• **SEZIONE DEL TESTO**
Trasferimento del lavoratore e relativa motivazione

Trasferimento del lavoratore e relativa motivazione

1.Considerazioni preliminari e di merito

Va premesso che il trasferimento dei lavoratori da una sede ad altra dell’azienda (rectius, da un’unità produttiva ad altra funzionalmente autonome tra di loro, ex art. 35, l. n. 300/1970, cd. Statuto dei lavoratori) è disciplinato dall’art. 2103 cod. civ. che, al comma 8, così dispone «Il lavoratore non può essere trasferito da un'unità produttiva ad un'altra se non per comprovate ragioni tecniche, organizzative e produttive».

Venerdi 28 Gennaio 2022

Con due recenti sentenze la Cassazione (8 novembre 2021 n. 32506 e n. 19143 del 6 luglio 2021), si è nuovamente espressa in ordine all’onere datoriale di motivazione delle ragioni che hanno determinato la decisione aziendale di trasferire il lavoratore da una sede ad un’altra della stessa azienda.

• **IL TUO OBIETTIVO**
Nel testo sul trasferimento del lavoratore, quali ragioni consentono di trasferire un lavoratore da un'unità produttiva a un'altra secondo l'art. 2103 cod. civ.? Elencale tutte. I record qui non hanno alcun ruolo.

• **DATI FORNITI**
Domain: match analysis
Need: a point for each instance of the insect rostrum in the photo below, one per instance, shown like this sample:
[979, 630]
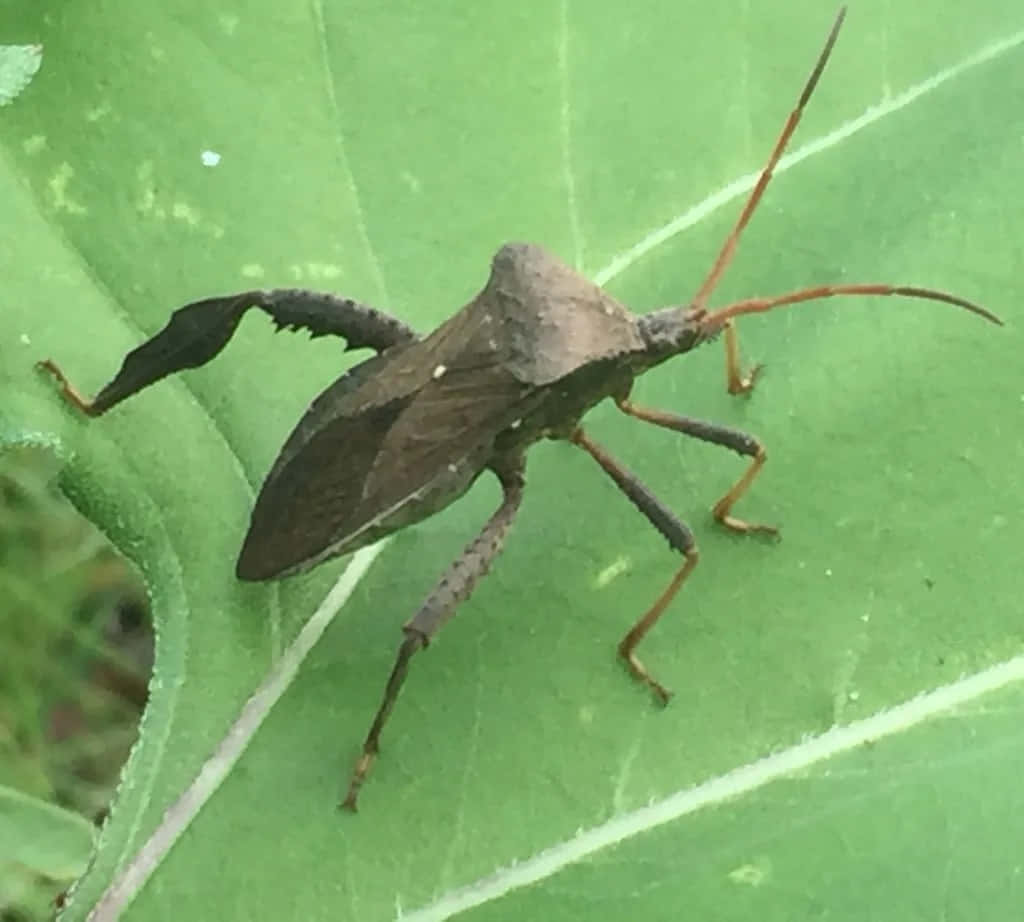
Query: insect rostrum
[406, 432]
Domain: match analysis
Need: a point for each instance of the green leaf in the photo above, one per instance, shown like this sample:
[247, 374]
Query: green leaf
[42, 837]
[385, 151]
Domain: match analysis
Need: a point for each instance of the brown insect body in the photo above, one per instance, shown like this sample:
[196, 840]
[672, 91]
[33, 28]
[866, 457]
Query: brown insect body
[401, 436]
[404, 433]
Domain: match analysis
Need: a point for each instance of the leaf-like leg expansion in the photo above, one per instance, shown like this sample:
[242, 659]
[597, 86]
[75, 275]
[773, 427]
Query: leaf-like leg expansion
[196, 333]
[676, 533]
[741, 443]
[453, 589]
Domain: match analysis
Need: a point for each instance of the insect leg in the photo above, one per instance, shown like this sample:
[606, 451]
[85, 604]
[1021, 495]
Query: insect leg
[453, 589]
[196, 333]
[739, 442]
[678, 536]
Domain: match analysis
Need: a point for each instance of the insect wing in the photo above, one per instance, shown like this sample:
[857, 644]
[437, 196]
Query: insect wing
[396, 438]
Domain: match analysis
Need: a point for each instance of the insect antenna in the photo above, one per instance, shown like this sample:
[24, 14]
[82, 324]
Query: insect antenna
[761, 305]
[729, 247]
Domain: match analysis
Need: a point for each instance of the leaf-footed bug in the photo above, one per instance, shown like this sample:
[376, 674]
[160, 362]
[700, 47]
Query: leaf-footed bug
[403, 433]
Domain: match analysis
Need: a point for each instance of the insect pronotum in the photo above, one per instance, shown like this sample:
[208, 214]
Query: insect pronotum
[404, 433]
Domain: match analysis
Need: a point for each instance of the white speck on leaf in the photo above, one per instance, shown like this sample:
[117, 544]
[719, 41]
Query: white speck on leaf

• **RISPOSTA**
- tecniche
- organizzative
- produttive